Solver: REINFORCE + rollout baseline, Adam lr \(10^{-4}\), exponential decay \(\gamma=0.998\), batch 512, 600k steps, temperature 0.5 sampling, greedy evaluation. Probe: encoder is frozen, trained only on cached representations; data split 2500/250/250 (node) and 800/100/100 (edge), with training set standardization.

Key Experimental Results

Main Results

On TSP100, node-removal and edge-forbid top-1 / top-5 accuracy and Spearman \(\rho\) (excerpt from Table 1):

Method Node Top-1 Node Top-5 Node \(\rho\) Edge Top-1 Edge Top-5 Edge \(\rho\)
Nearest-neighbor heuristic 0.440 0.857 0.613
Detour heuristic 0.540 0.940 0.668
Geometry-only Set Transformer 0.577 0.873 0.675 0.140 0.490 0.276
Linear probe 0.413 0.769 0.405 0.410 0.720 0.468
DeepSets probe 0.497 0.880 0.693 0.510 0.840 0.631
Transformer probe 0.615 0.902 0.736 0.462 0.818 0.626
Probe + geometry / 2-opt ensemble 0.653 0.933 0.739 0.730 0.980 0.763

Ablation Study

Configuration Edge Top-1 Notes
Linear probe, untrained policy 0.130 Probe capacity only, no representation signal
Transformer probe, untrained policy 0.220 Large probe on random representations
Transformer probe, trained policy 0.462 Full model; representation brings 24+ point gain
2-opt repair (oracle) 0.670 Assumes optimal tour known
Ensemble (probe + 2-opt) 0.730 Probe complements oracle heuristic's weaknesses

Key Findings

  • The edge-forbid task, which is "globally structure-sensitive," best demonstrates representation value: geometry-only Set Transformer achieves only 0.14 top-1, but adding solver representations jumps to 0.462, a 3× improvement.
  • "Better solver ⇒ better probe" holds monotonically for most model sizes: on the 1.10M model, linear/transformer probe accuracy and solver suboptimality Spearman \(\rho\) are 0.71/0.45 (node) and 0.65/0.40 (edge), i.e., representations improve steadily with training.
  • Probe accuracy continues to rise even after tour cost plateaus, indicating that traditional NCO metrics (tour length) severely underestimate progress in representation learning.

Highlights & Insights

  • Distinguishing pre-solve/post-solve tasks by query timing and aligning allowed baseline information is an effective way to avoid oracle loopholes; this meta-method can generalize to any prescriptive analytics.
  • Viewing NCO solvers as foundation encoders is novel, effectively telling the operations research community that "training NCOs not only yields good solutions but also transferable features," potentially opening the "NCO foundation model" research direction.
  • The ensemble scheme is extremely simple (per-instance z-score + convex combination) yet consistently surpasses strong baselines, reminding us that "representation learning" and "traditional heuristics" are complementary, not substitutes.

Limitations & Future Work

  • Evaluation is limited to Euclidean TSP100; it is unknown whether results hold for larger \(n\), non-uniform distributions, or constrained VRP.
  • Label generation depends on repeated Concorde solving; for edge-forbid, each instance averages 49.6s, making larger probe training sets costly.

DATA ENTRIES:

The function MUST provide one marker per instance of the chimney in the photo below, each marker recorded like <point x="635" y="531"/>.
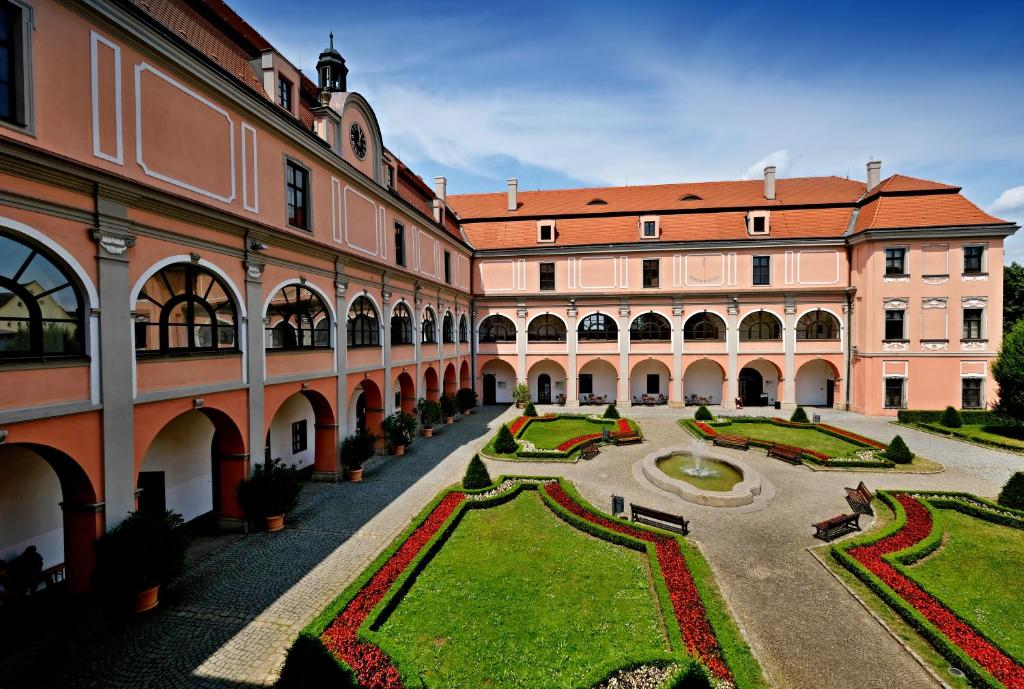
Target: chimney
<point x="513" y="194"/>
<point x="770" y="182"/>
<point x="873" y="174"/>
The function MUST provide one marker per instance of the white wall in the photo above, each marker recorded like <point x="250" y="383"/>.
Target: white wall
<point x="638" y="379"/>
<point x="811" y="383"/>
<point x="704" y="379"/>
<point x="30" y="506"/>
<point x="604" y="379"/>
<point x="295" y="407"/>
<point x="183" y="450"/>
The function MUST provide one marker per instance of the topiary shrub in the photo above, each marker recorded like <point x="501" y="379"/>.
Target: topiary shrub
<point x="951" y="418"/>
<point x="898" y="453"/>
<point x="1012" y="494"/>
<point x="505" y="443"/>
<point x="476" y="475"/>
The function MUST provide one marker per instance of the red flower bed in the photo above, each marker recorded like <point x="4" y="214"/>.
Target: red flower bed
<point x="919" y="525"/>
<point x="686" y="602"/>
<point x="374" y="668"/>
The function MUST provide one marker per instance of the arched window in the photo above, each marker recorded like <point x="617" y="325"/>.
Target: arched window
<point x="185" y="307"/>
<point x="497" y="329"/>
<point x="760" y="326"/>
<point x="297" y="318"/>
<point x="817" y="325"/>
<point x="429" y="330"/>
<point x="650" y="328"/>
<point x="401" y="326"/>
<point x="598" y="328"/>
<point x="364" y="329"/>
<point x="546" y="329"/>
<point x="704" y="326"/>
<point x="41" y="310"/>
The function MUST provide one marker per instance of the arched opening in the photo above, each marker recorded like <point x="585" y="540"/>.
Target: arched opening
<point x="649" y="383"/>
<point x="816" y="384"/>
<point x="451" y="383"/>
<point x="404" y="393"/>
<point x="47" y="502"/>
<point x="705" y="327"/>
<point x="598" y="382"/>
<point x="431" y="384"/>
<point x="547" y="381"/>
<point x="497" y="379"/>
<point x="702" y="383"/>
<point x="193" y="467"/>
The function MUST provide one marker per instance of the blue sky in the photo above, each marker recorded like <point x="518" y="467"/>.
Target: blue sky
<point x="598" y="93"/>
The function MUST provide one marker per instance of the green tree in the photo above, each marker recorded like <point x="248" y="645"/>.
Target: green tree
<point x="1013" y="295"/>
<point x="1009" y="373"/>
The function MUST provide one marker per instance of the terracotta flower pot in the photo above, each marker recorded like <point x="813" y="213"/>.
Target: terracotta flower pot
<point x="274" y="523"/>
<point x="146" y="599"/>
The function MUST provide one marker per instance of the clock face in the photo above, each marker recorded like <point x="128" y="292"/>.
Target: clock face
<point x="358" y="140"/>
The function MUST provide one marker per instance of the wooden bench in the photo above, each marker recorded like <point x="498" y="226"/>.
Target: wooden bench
<point x="860" y="499"/>
<point x="786" y="454"/>
<point x="666" y="520"/>
<point x="726" y="440"/>
<point x="837" y="526"/>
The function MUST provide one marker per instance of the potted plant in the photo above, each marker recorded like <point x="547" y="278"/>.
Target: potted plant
<point x="448" y="408"/>
<point x="430" y="414"/>
<point x="269" y="492"/>
<point x="466" y="397"/>
<point x="520" y="393"/>
<point x="399" y="429"/>
<point x="355" y="449"/>
<point x="138" y="555"/>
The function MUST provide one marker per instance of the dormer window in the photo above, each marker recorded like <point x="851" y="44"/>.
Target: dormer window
<point x="757" y="223"/>
<point x="650" y="227"/>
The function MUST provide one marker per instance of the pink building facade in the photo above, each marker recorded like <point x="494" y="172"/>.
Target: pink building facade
<point x="208" y="259"/>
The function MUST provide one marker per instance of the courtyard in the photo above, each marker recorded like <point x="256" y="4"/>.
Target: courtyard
<point x="231" y="617"/>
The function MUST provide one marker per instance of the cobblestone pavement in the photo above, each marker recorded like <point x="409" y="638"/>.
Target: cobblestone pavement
<point x="230" y="618"/>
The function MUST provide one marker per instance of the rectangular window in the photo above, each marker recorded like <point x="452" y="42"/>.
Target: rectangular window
<point x="651" y="270"/>
<point x="547" y="275"/>
<point x="586" y="384"/>
<point x="896" y="261"/>
<point x="895" y="323"/>
<point x="762" y="270"/>
<point x="972" y="260"/>
<point x="284" y="93"/>
<point x="299" y="439"/>
<point x="971" y="393"/>
<point x="399" y="244"/>
<point x="972" y="324"/>
<point x="297" y="195"/>
<point x="895" y="388"/>
<point x="653" y="384"/>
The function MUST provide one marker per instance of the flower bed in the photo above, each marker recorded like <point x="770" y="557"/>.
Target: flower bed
<point x="878" y="561"/>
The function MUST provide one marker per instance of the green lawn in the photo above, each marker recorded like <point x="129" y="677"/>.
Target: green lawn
<point x="801" y="437"/>
<point x="976" y="573"/>
<point x="518" y="598"/>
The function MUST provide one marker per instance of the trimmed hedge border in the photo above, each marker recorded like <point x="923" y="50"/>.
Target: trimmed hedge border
<point x="310" y="663"/>
<point x="900" y="560"/>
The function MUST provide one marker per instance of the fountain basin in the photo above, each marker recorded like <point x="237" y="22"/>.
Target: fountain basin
<point x="740" y="487"/>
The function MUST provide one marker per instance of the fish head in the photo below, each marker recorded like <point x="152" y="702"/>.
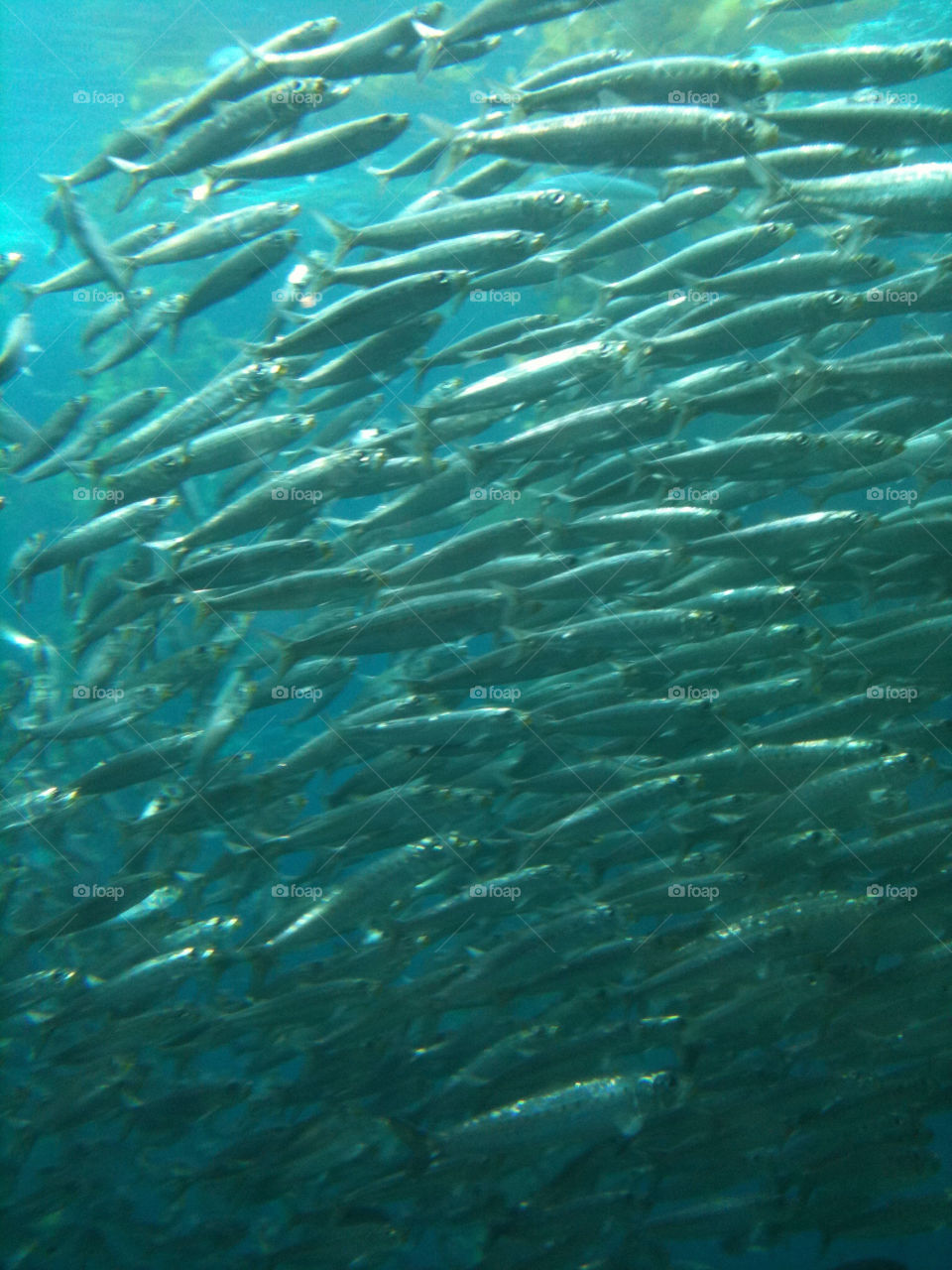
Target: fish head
<point x="752" y="79"/>
<point x="751" y="134"/>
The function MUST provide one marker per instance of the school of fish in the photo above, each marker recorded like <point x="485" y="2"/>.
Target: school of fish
<point x="493" y="807"/>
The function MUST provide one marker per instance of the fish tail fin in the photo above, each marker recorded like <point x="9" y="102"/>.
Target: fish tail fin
<point x="431" y="41"/>
<point x="772" y="187"/>
<point x="321" y="271"/>
<point x="140" y="178"/>
<point x="421" y="367"/>
<point x="341" y="234"/>
<point x="381" y="175"/>
<point x="458" y="150"/>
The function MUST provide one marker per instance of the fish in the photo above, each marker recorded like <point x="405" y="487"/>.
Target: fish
<point x="476" y="719"/>
<point x="216" y="234"/>
<point x="234" y="127"/>
<point x="317" y="151"/>
<point x="239" y="271"/>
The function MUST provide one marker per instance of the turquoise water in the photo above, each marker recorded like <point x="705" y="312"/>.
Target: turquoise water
<point x="98" y="1183"/>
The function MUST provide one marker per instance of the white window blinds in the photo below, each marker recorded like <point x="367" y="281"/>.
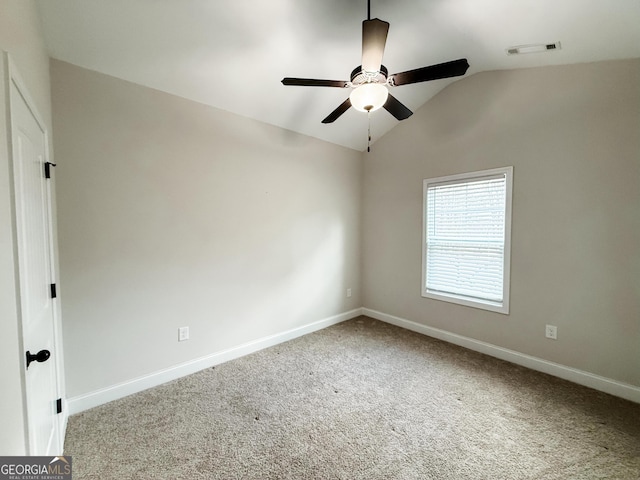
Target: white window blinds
<point x="466" y="221"/>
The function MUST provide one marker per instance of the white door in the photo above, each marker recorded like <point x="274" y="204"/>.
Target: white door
<point x="33" y="229"/>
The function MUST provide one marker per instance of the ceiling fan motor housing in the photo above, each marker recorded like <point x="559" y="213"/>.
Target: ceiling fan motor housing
<point x="359" y="77"/>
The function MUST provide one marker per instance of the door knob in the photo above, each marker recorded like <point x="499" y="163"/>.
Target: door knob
<point x="41" y="356"/>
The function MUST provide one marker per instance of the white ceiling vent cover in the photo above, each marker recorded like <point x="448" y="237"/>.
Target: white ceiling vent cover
<point x="534" y="48"/>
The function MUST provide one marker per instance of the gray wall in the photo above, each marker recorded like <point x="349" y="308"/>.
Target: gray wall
<point x="19" y="36"/>
<point x="572" y="134"/>
<point x="173" y="213"/>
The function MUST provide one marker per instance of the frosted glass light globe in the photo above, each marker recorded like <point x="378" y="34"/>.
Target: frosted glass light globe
<point x="369" y="97"/>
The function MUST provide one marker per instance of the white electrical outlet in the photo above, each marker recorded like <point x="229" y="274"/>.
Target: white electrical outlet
<point x="183" y="334"/>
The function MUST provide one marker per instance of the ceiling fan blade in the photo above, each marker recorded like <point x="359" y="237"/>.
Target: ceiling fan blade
<point x="397" y="108"/>
<point x="312" y="82"/>
<point x="374" y="38"/>
<point x="454" y="68"/>
<point x="333" y="116"/>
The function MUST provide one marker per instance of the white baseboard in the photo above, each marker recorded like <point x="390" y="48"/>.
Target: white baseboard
<point x="93" y="399"/>
<point x="607" y="385"/>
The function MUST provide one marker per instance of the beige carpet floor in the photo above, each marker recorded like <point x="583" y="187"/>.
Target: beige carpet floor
<point x="360" y="400"/>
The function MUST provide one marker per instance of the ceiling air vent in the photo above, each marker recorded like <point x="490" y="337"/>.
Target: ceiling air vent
<point x="534" y="48"/>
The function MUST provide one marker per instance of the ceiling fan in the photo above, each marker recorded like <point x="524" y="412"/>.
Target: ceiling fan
<point x="370" y="80"/>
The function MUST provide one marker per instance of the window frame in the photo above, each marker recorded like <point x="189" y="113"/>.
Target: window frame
<point x="499" y="307"/>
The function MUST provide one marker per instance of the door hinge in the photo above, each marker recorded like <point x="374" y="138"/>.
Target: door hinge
<point x="47" y="169"/>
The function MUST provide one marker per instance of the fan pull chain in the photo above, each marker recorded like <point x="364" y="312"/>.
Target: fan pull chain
<point x="368" y="131"/>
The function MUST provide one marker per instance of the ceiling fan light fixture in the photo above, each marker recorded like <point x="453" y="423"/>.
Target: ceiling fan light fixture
<point x="369" y="97"/>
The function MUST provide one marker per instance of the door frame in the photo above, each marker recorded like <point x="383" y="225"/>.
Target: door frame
<point x="12" y="76"/>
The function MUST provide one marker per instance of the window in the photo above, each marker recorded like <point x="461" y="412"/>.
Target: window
<point x="467" y="237"/>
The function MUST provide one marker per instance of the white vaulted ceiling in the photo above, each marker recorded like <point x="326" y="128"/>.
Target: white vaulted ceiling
<point x="233" y="55"/>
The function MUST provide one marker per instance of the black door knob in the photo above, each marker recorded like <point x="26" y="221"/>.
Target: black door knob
<point x="41" y="356"/>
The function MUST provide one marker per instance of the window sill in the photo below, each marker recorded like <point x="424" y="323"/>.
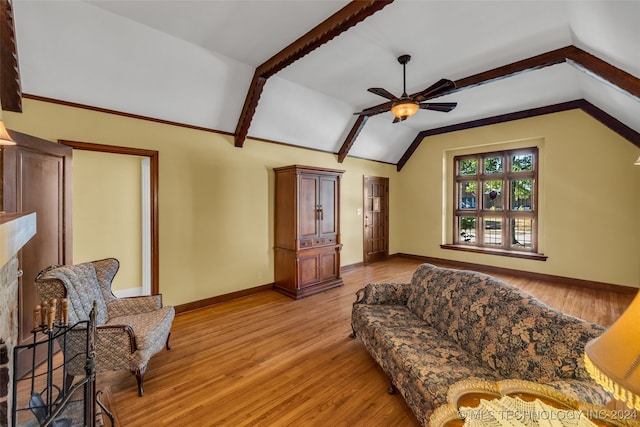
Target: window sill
<point x="500" y="252"/>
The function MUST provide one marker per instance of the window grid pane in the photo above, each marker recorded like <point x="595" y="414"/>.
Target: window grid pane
<point x="521" y="233"/>
<point x="467" y="227"/>
<point x="493" y="192"/>
<point x="493" y="231"/>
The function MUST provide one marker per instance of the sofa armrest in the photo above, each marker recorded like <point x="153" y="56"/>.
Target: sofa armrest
<point x="383" y="293"/>
<point x="133" y="305"/>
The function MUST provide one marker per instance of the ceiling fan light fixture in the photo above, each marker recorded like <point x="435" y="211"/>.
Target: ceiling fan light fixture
<point x="404" y="109"/>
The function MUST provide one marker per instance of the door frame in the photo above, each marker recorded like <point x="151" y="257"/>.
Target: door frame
<point x="153" y="197"/>
<point x="385" y="208"/>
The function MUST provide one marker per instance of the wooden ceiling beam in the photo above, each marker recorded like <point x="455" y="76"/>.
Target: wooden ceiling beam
<point x="353" y="134"/>
<point x="10" y="91"/>
<point x="577" y="57"/>
<point x="350" y="15"/>
<point x="606" y="119"/>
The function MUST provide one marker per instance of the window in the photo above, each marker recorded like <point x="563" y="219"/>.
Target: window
<point x="495" y="200"/>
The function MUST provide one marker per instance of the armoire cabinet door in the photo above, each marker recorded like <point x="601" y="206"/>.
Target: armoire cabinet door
<point x="308" y="206"/>
<point x="307" y="230"/>
<point x="328" y="206"/>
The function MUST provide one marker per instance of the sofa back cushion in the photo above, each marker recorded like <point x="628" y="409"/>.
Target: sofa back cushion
<point x="505" y="328"/>
<point x="83" y="287"/>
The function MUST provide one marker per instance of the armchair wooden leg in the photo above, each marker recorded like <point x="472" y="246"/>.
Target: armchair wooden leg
<point x="68" y="382"/>
<point x="140" y="379"/>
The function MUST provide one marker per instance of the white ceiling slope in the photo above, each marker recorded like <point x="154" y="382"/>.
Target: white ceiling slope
<point x="192" y="62"/>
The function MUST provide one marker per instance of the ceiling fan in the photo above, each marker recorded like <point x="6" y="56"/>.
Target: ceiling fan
<point x="406" y="106"/>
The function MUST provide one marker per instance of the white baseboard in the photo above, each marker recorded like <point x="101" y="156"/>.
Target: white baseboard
<point x="131" y="292"/>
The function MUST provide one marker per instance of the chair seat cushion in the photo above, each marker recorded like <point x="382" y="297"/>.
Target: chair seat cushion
<point x="150" y="329"/>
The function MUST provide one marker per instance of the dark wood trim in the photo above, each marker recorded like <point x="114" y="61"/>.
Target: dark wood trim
<point x="249" y="109"/>
<point x="530" y="64"/>
<point x="606" y="119"/>
<point x="564" y="106"/>
<point x="488" y="269"/>
<point x="533" y="63"/>
<point x="350" y="15"/>
<point x="349" y="267"/>
<point x="195" y="305"/>
<point x="10" y="196"/>
<point x="122" y="114"/>
<point x="612" y="123"/>
<point x="575" y="56"/>
<point x="604" y="71"/>
<point x="154" y="183"/>
<point x="10" y="90"/>
<point x="500" y="252"/>
<point x="351" y="138"/>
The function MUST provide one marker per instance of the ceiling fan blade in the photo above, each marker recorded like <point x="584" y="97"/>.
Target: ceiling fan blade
<point x="382" y="92"/>
<point x="436" y="89"/>
<point x="373" y="111"/>
<point x="445" y="107"/>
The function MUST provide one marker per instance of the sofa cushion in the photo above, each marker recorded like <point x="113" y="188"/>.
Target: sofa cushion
<point x="507" y="329"/>
<point x="421" y="363"/>
<point x="150" y="329"/>
<point x="82" y="290"/>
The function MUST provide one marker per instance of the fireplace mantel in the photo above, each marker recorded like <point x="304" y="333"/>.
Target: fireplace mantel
<point x="15" y="231"/>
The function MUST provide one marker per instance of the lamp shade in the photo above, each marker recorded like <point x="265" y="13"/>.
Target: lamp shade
<point x="5" y="138"/>
<point x="404" y="109"/>
<point x="613" y="359"/>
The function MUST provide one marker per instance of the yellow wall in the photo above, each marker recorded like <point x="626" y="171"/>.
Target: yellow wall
<point x="589" y="204"/>
<point x="216" y="200"/>
<point x="107" y="219"/>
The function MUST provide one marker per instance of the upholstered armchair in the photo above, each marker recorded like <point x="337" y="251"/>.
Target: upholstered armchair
<point x="129" y="330"/>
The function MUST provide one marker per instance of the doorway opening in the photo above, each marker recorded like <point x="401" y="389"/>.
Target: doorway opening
<point x="376" y="219"/>
<point x="148" y="166"/>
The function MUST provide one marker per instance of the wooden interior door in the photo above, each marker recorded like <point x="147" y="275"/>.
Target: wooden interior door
<point x="376" y="219"/>
<point x="37" y="178"/>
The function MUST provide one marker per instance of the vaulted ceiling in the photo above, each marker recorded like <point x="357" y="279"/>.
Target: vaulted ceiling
<point x="295" y="72"/>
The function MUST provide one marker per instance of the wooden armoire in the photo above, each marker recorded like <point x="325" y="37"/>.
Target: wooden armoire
<point x="307" y="230"/>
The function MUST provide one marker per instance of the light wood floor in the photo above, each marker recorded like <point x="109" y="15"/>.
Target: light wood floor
<point x="267" y="360"/>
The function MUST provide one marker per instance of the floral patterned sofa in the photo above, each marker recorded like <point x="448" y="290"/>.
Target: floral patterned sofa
<point x="450" y="325"/>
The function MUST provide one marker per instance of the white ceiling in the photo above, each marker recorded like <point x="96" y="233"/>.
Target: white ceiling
<point x="192" y="62"/>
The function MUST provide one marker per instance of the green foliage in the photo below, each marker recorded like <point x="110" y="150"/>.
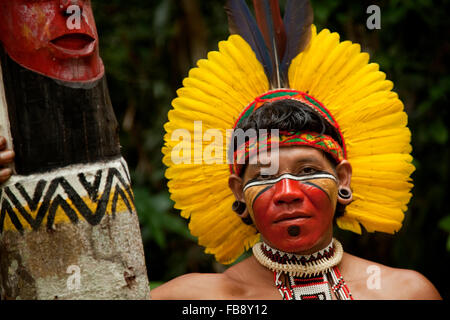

PROBLEM A: Using the TSP probing summary, explain why enlarging the probe training sets for the edge-forbid task would be costly.
PROBLEM B: From the TSP probing summary, reproduce word for word the passage between "Ablation Study" and "a 3× improvement.", inclusive.

FULL OUTPUT A: Labels are generated by solving instances repeatedly with Concorde. For edge-forbid, each instance takes 49.6 seconds on average, so larger training sets become costly.

FULL OUTPUT B:
Ablation Study

Configuration Edge Top-1 Notes
Linear probe, untrained policy 0.130 Probe capacity only, no representation signal
Transformer probe, untrained policy 0.220 Large probe on random representations
Transformer probe, trained policy 0.462 Full model; representation brings 24+ point gain
2-opt repair (oracle) 0.670 Assumes optimal tour known
Ensemble (probe + 2-opt) 0.730 Probe complements oracle heuristic's weaknesses

Key Findings

  • The edge-forbid task, which is "globally structure-sensitive," best demonstrates representation value: geometry-only Set Transformer achieves only 0.14 top-1, but adding solver representations jumps to 0.462, a 3× improvement.